Direction: Retype exactly the stretch of lines that begins at the line containing "Expected: a marker on each instance of the group" and ends at the last line of the data, with no other lines.

Data for this exercise:
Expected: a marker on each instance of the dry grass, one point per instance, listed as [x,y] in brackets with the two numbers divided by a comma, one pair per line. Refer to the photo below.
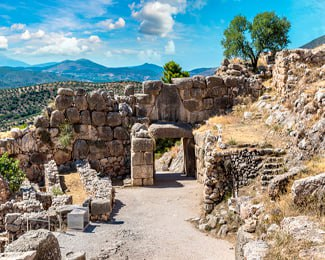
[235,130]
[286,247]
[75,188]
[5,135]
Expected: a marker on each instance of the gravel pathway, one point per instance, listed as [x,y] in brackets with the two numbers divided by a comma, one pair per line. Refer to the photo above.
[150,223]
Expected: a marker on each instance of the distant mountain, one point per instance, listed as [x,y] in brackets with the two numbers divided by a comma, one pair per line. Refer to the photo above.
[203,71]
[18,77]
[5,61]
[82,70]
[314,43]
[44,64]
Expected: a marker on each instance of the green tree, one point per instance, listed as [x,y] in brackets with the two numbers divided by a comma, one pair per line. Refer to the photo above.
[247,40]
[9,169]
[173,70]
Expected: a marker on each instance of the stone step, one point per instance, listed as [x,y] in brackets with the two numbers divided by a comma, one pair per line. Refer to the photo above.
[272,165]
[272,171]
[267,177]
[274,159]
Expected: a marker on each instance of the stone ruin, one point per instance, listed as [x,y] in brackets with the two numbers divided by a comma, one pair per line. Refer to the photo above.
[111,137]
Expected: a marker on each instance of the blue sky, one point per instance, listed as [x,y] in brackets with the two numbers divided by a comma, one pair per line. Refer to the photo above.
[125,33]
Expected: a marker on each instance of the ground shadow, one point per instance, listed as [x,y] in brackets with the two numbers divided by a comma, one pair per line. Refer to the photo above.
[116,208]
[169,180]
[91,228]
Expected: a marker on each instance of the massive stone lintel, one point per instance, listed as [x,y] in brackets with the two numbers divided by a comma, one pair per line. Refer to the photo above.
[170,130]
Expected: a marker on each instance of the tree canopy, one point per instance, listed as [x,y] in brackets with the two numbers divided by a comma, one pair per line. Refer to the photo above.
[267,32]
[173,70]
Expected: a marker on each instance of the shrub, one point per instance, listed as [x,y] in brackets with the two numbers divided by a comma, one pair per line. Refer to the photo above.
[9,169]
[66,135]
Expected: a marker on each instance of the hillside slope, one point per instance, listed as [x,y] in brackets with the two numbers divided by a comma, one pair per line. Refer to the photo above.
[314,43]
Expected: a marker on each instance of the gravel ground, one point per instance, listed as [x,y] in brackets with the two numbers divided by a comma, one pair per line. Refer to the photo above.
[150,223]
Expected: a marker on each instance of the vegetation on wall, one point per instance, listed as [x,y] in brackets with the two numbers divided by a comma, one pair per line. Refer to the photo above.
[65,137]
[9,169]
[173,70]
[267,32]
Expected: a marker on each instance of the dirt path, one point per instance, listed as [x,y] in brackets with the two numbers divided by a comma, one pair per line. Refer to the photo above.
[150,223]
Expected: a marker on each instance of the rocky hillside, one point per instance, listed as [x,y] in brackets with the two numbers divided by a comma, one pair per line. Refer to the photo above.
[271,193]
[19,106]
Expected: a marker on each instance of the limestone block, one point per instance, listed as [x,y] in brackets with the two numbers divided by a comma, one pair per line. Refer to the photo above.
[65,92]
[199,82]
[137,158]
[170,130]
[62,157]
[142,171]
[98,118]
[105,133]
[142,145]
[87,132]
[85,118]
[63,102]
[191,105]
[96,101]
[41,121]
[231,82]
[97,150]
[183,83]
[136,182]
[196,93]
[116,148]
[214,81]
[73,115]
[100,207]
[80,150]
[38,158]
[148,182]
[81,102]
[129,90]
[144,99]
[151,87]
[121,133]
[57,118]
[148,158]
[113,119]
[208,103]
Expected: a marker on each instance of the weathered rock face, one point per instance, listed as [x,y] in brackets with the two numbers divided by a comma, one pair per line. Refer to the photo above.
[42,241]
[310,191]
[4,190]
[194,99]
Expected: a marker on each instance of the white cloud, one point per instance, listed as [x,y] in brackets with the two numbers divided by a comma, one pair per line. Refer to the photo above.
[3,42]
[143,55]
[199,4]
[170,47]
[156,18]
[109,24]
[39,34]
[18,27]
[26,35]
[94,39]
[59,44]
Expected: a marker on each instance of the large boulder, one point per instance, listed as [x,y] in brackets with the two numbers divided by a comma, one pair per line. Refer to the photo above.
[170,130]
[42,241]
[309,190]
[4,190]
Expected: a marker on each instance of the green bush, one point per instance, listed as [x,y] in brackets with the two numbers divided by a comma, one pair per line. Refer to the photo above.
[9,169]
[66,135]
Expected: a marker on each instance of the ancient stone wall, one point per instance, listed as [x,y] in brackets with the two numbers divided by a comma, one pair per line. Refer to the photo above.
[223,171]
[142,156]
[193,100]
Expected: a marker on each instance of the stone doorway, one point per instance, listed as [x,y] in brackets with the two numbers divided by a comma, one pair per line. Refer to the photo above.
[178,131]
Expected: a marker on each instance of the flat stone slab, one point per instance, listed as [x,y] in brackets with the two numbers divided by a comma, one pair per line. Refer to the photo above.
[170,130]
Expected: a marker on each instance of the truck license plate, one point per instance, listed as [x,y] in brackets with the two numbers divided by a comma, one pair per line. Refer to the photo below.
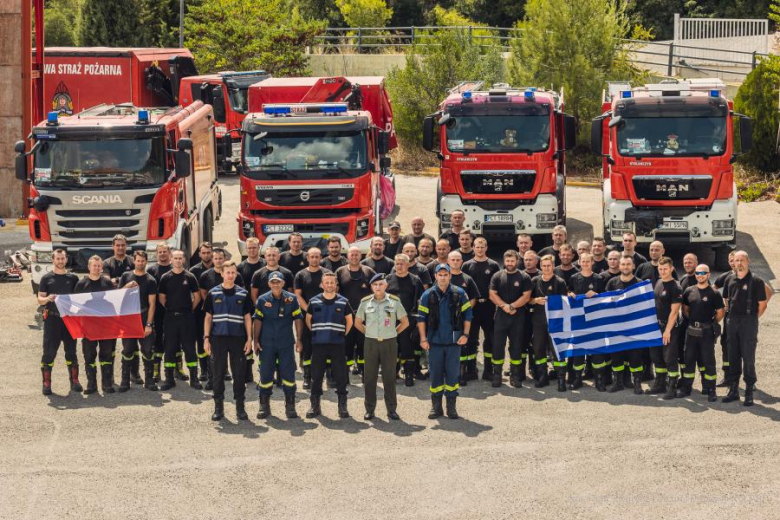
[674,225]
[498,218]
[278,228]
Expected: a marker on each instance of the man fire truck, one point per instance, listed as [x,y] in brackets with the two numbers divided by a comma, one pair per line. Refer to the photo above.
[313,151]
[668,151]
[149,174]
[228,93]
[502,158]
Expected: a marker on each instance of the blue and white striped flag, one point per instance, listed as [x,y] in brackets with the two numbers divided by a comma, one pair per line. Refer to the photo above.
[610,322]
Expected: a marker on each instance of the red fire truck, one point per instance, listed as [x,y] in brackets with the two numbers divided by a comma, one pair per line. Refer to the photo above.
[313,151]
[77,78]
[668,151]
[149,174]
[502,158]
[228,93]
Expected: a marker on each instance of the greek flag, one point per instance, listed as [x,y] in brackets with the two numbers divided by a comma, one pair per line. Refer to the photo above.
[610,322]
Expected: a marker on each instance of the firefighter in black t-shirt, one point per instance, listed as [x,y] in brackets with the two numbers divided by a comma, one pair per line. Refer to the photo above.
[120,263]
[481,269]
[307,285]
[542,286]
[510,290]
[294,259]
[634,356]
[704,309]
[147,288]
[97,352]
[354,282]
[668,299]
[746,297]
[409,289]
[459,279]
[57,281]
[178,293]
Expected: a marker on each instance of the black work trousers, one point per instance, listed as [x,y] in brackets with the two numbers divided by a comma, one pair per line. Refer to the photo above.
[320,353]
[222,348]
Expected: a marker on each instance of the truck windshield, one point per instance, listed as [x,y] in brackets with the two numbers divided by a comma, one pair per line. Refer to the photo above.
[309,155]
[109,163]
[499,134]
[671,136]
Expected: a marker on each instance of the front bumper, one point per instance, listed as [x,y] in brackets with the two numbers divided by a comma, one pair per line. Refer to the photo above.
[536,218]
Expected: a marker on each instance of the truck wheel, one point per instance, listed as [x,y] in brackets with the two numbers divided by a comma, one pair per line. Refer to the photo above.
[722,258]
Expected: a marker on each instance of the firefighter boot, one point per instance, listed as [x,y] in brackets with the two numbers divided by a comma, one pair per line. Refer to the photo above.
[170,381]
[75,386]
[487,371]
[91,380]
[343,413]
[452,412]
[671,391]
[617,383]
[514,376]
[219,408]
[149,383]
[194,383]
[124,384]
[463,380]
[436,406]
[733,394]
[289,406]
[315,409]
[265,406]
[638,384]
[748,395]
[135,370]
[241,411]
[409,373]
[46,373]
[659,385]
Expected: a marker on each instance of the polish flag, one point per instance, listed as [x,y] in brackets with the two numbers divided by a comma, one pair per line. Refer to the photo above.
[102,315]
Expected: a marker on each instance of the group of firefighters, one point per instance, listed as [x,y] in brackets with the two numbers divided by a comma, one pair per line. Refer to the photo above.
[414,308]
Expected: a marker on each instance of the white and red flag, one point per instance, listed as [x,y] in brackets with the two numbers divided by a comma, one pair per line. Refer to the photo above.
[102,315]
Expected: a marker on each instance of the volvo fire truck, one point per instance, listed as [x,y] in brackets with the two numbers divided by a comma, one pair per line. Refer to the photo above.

Answer to the problem:
Expected: a marker on each instance of the group of firefighters, one point per instance, listed as [x,y] in brackets with the two numbers divided by a comma, one pair per line. Refer to the photo above.
[414,308]
Expected: a marker on each instance of the white and red flag, one point per instance, listed as [x,y] in brackets with the two numbers divided by a comma, one pair per line. Refer to the photo above.
[102,315]
Expected: a marker on each instance of the volvo fire truck, one point per instance, listed as [x,y] in brackets with the two numbers divided by a comma, one pair per line. Refer to the photo above.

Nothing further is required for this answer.